## [What you have to do]
Starting at the line that has "Please mark every white" and continuing through the end of the records, give those lines again with "axis-aligned" replaced by "axis-parallel" everywhere and nothing else changed.

--- Begin Records for this task ---

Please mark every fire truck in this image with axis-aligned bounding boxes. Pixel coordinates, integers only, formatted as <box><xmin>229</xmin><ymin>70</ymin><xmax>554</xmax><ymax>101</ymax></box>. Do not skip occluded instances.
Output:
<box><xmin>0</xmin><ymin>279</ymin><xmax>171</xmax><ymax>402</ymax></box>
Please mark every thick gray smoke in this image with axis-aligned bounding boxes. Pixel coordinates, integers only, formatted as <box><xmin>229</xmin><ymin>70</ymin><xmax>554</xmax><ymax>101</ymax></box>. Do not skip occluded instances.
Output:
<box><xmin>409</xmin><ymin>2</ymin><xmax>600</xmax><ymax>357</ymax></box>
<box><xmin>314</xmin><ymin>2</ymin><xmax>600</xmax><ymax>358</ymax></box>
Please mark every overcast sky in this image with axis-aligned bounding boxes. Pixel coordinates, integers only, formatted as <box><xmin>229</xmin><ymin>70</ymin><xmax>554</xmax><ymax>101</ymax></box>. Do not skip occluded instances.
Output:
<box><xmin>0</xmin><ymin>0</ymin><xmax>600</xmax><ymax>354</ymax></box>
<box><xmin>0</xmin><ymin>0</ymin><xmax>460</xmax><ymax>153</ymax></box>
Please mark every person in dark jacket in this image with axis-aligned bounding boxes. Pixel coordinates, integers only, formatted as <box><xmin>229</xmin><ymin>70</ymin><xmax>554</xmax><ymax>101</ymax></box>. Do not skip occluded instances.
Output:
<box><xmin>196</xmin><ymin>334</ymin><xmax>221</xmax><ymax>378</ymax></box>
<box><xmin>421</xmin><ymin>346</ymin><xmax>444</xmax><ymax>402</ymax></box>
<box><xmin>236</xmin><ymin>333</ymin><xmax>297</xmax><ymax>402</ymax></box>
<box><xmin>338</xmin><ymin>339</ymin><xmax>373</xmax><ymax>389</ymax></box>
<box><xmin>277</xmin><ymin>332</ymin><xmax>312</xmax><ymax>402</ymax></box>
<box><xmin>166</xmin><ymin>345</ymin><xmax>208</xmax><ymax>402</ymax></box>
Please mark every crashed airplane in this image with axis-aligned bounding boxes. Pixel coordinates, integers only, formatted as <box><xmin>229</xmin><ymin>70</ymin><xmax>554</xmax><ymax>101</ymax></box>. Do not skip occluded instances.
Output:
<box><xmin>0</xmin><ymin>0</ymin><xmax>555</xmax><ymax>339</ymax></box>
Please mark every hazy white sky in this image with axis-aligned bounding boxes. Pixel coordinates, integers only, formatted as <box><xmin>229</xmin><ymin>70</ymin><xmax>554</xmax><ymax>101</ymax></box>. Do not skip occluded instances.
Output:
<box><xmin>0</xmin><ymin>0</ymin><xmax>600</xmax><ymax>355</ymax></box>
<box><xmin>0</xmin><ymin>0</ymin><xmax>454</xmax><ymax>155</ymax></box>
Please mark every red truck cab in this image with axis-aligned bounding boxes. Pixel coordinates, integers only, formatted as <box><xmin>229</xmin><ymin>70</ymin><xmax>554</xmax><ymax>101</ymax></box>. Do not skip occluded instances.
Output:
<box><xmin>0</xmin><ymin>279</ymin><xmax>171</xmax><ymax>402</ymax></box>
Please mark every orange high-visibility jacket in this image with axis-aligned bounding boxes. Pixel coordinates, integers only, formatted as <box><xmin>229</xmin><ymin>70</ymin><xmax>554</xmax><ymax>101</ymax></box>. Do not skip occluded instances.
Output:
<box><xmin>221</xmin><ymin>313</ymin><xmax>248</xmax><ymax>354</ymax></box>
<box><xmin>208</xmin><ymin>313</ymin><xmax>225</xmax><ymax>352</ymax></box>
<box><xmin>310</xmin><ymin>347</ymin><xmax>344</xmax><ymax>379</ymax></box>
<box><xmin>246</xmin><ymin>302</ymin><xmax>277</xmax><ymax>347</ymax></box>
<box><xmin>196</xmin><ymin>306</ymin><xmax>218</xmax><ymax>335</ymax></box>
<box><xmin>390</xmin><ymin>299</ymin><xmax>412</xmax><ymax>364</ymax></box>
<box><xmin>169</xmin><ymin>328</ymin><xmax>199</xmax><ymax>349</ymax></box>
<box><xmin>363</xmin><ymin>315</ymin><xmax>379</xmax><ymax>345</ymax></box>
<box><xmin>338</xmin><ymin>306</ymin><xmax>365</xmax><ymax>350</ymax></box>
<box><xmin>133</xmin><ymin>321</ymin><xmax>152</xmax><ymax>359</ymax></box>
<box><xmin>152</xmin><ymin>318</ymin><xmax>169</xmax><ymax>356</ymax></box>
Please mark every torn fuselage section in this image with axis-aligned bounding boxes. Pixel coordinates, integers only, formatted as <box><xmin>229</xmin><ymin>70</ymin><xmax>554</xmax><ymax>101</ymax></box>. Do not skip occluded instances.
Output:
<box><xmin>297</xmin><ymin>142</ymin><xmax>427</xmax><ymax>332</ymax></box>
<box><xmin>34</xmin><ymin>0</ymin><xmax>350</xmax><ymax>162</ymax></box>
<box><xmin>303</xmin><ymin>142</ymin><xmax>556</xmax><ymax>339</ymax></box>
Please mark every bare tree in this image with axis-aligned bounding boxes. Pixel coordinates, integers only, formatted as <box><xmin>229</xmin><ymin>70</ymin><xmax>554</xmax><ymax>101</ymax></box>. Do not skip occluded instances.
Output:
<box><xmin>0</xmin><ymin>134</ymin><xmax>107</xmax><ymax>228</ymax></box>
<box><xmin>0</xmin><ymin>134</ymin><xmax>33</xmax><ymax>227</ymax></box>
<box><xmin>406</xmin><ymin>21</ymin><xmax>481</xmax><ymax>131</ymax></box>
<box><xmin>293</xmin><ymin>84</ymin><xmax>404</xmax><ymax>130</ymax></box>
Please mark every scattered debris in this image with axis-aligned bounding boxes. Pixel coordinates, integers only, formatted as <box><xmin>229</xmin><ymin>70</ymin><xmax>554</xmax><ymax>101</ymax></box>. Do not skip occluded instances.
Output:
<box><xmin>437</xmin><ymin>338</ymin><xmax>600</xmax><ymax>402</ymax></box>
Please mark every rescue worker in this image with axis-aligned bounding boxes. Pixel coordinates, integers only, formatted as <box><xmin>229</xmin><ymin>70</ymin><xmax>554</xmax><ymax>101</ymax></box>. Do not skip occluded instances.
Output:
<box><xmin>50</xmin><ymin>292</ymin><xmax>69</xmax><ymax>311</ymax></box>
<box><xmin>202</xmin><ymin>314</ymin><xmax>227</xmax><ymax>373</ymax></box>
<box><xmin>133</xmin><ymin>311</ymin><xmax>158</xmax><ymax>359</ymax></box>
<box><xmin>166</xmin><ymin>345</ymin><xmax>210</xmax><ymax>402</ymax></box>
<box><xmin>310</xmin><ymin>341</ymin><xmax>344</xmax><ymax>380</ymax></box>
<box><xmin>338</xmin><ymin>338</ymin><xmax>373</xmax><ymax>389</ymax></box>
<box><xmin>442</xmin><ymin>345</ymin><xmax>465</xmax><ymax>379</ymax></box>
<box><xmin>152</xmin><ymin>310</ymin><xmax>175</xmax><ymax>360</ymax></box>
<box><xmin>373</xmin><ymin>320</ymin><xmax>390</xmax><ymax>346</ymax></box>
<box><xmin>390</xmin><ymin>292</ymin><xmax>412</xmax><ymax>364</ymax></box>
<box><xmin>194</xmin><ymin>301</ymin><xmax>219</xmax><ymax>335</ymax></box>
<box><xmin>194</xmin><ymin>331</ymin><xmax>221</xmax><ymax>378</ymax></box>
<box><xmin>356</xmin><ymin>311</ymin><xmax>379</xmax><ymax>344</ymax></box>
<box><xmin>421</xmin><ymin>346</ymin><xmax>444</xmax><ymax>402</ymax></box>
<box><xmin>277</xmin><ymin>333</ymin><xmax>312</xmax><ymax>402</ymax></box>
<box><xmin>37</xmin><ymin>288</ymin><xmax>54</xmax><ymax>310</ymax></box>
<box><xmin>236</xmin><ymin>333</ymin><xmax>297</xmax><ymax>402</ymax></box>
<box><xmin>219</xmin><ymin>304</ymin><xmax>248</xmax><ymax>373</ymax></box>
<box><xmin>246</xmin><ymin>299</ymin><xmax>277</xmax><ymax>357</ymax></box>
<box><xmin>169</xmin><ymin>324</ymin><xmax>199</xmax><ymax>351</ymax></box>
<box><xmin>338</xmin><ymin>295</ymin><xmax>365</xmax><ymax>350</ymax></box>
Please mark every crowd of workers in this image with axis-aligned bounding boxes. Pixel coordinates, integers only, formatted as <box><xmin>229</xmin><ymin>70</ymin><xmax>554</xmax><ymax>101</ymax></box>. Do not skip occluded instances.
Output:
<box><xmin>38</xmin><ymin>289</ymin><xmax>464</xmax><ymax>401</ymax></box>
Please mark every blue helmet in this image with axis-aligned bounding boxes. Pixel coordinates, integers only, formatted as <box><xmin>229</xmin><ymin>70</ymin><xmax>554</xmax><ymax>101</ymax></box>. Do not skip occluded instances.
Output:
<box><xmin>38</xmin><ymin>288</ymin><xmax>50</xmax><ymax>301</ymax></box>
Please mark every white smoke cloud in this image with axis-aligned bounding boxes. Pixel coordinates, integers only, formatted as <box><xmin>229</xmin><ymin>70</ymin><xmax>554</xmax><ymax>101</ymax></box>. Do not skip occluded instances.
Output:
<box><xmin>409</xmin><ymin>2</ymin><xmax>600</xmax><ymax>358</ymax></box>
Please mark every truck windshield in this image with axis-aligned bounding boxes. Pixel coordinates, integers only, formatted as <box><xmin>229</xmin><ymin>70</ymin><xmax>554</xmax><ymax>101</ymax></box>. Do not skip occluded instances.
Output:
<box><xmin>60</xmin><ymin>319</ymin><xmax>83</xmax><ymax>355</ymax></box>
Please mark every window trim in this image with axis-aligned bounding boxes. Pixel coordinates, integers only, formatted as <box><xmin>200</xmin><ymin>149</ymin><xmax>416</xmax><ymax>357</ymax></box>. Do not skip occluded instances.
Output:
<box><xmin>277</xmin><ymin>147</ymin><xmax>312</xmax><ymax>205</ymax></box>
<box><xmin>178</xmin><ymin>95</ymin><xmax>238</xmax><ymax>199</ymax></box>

--- End Records for this task ---

## [The output]
Please mark every white smoke cloud in this image with axis-parallel bounding boxes. Pixel coordinates, integers only, formatted as <box><xmin>229</xmin><ymin>70</ymin><xmax>554</xmax><ymax>101</ymax></box>. Do not skip occluded instances.
Output:
<box><xmin>409</xmin><ymin>2</ymin><xmax>600</xmax><ymax>358</ymax></box>
Please mark every truck windshield in this image with axis-parallel bounding boxes. Pixel coordinates, integers only, formatted as <box><xmin>229</xmin><ymin>70</ymin><xmax>554</xmax><ymax>101</ymax></box>. Do not skip occluded instances.
Output:
<box><xmin>60</xmin><ymin>319</ymin><xmax>83</xmax><ymax>355</ymax></box>
Please mark every window trim in this image with axis-parallel bounding boxes. Pixel coordinates, integers only, formatted as <box><xmin>200</xmin><ymin>149</ymin><xmax>416</xmax><ymax>357</ymax></box>. Do not skip occluded instances.
Output:
<box><xmin>277</xmin><ymin>147</ymin><xmax>312</xmax><ymax>205</ymax></box>
<box><xmin>178</xmin><ymin>95</ymin><xmax>238</xmax><ymax>199</ymax></box>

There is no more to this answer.